Excerpt provided =>
┄┄┄┄┄┄

Behind the News: A Q&A with Cedric Lothritz on LuxemBERT

Last week we published the news that the first Luxembourgish AI model, LuxemBERT, was created in a partnership with BGL BNP Paribas. Here we go behind the story and get to know the PhD student who worked on the project, Cedric Lothritz, and what the research entails.

Please read the original news story here.

1. What is LuxemBERT?

LuxemBERT is what’s called a language model. Simply put, a language model is a mathematical model that translates written text (something that humans can understand) into vectors/lists of numbers (something that a computer can understand). The general idea is that language models are trained to translate texts with a similar meaning into similar vector representations.

For example:

https://speakerdeck.com/marcobonzanini/word-embeddings-for-natural-language-processing-in-python-at-london-python-meetup?slide=22.

Rome and Paris are similar in a lot of ways, e.g. both are capital cities, both are in Europe, etc. As such, their vectors are mostly very similar, but still different in some ways, so they can be differentiated. There is a huge number of language models that are specialised to understand other languages and even specific domains, but LuxemBERT is the first model of its kind built for the Luxembourgish language.

2. How were BGL BNP Paribas involved in the project?

BGL BNP Paribas supported the project from the start. We had a continuous discussion through weekly meetings to exchange technical expertise from both teams, review the progress of the model and get ideas to get more usable data. They also helped me scrutinize and challenge the results of the experiments we did to evaluate the performance of LuxemBERT. And now, BGL BNP Paribas is making the model available to the wider public, which will allow it to flourish as it can be used by the Luxembourgish AI community to build various applications.

3. How did you build LuxemBERT?

BERT models are already commonly known in the NLP community. The main learning algorithm is known as “Masked Language Modeling”. The general idea to “teach” the model the relations between words is by essentially letting it solve Mad Libs puzzles. For this, the learning algorithm selects a sentence, randomly masks out some words in a first step, and then asks the model to reconstruct the original sentence in a second step.

┄┄┄┄┄┄

Exercise requirements => Write out word for word the passage of the LuxemBERT Q&A that opens with the words containing "BGL BNP Paribas supported" and closes with "you build LuxemBERT?". The lines that follow have no connection to the LuxemBERT Q&A.

┄┄┄┄┄┄

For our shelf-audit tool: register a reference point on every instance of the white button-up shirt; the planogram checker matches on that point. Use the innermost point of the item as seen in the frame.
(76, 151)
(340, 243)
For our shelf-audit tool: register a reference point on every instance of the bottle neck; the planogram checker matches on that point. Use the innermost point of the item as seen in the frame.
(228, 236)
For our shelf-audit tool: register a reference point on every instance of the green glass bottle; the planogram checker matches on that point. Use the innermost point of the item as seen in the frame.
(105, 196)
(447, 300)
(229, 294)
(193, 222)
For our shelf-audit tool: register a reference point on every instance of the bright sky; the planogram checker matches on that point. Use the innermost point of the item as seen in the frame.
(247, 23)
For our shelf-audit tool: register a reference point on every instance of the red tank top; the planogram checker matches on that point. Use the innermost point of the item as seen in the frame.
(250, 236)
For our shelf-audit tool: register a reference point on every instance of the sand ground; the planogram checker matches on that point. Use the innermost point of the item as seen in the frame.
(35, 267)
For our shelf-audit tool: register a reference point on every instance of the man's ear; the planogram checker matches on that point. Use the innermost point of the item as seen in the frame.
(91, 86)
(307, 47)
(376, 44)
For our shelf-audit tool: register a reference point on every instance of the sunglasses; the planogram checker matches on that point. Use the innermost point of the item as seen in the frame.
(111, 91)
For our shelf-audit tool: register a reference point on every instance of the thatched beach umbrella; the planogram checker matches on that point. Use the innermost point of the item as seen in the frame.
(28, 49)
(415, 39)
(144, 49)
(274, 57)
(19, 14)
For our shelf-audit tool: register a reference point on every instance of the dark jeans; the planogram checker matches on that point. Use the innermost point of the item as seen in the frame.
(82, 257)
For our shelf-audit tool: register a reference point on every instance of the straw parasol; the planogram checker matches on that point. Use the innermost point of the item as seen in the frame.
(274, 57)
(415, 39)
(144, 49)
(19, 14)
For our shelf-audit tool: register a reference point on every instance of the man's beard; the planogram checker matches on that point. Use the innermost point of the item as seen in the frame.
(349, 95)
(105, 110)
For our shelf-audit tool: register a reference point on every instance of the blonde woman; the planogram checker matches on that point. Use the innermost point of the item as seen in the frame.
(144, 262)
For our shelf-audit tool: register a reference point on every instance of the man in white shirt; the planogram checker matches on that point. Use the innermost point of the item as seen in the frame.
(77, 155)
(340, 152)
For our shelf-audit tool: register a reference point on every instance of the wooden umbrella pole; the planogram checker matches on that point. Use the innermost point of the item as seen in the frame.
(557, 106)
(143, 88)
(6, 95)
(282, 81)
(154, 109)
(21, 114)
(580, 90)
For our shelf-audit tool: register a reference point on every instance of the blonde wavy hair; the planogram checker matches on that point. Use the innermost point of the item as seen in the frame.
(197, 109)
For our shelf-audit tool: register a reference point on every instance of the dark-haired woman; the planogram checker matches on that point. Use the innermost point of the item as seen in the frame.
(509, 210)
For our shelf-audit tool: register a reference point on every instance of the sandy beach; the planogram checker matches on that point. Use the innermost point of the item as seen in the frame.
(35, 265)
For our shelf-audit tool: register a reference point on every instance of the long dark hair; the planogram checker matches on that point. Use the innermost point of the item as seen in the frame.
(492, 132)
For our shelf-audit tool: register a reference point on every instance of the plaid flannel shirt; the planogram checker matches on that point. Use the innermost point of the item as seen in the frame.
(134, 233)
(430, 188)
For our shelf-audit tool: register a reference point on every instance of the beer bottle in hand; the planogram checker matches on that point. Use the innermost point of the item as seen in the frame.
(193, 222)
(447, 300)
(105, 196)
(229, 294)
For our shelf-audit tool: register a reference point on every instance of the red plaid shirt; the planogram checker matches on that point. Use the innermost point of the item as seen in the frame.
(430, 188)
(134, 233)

┄┄┄┄┄┄

Reply =>
BGL BNP Paribas supported the project from the start. We had a continuous discussion through weekly meetings to exchange technical expertise from both teams, review the progress of the model and get ideas to get more usable data. They also helped me scrutinize and challenge the results of the experiments we did to evaluate the performance of LuxemBERT. And now, BGL BNP Paribas is making the model available to the wider public, which will allow it to flourish as it can be used by the Luxembourgish AI community to build various applications.

3. How did you build LuxemBERT?